### Exercise task 1
Retype a passage from the nerite snail thread word for word, beginning at the words "# olive netrite" and stopping after "was removed from.".
### Exercise task 2
In the nerite snail thread, how often does the first poster drop an algae wafer into the tanks?

### Selected text
Begin
# olive netrite snail problem



## GEN1Dawg91 (Jul 30, 2011)

Hello I have a olive netrite snail and he is about year old at least and he got to a max size of about 1in. but since then I have had to transfer it to a different tank because of copper treatments in the tank it was removed from.
the tank he's in now is a 10gal with a couple of danios and some pygmy corys. the tank that is being treated is slightly brackish but the tank that it is in now has no only a teaspoon in it but the main problem is it seems that the snail has gotten smaller to about a 3/4-1/2 in. since the transfer and im wondering if it could be that its not getting enough nutrition in both of my tanks i drop a algae wafer in them once every two days.
is there something i can do?


----------



## SueD (Aug 4, 2012)

I have a horned nerite in two of my FW tanks, no salt used. One of these tanks has absolutely no algae growing (just lucky on this one) and has 2 large sword plants, and the other has minimal to no algae and has moderate to heavy plantings. I don't feed the snails anything special so they must just eat leftover fish food and I've had them about a year.

I'd just keep an eye on it and see what happens. I think I've read that nerites can be adapted from full fresh water to full salt water.


----------



## GEN1Dawg91 (Jul 30, 2011)

i heard that Slow realizing Calcium Blocks could help with shell development could this be something i could look into?


----------
End
### Supplied material
Begin
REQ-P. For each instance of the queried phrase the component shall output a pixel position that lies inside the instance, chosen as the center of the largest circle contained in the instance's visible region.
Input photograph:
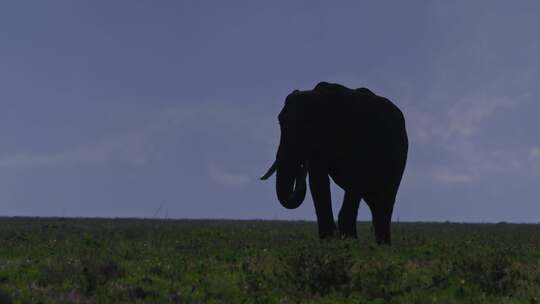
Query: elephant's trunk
(290, 189)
End
### Final answer 1
# olive netrite snail problem



## GEN1Dawg91 (Jul 30, 2011)

Hello I have a olive netrite snail and he is about year old at least and he got to a max size of about 1in. but since then I have had to transfer it to a different tank because of copper treatments in the tank it was removed from.

### Final answer 2
Once every two days.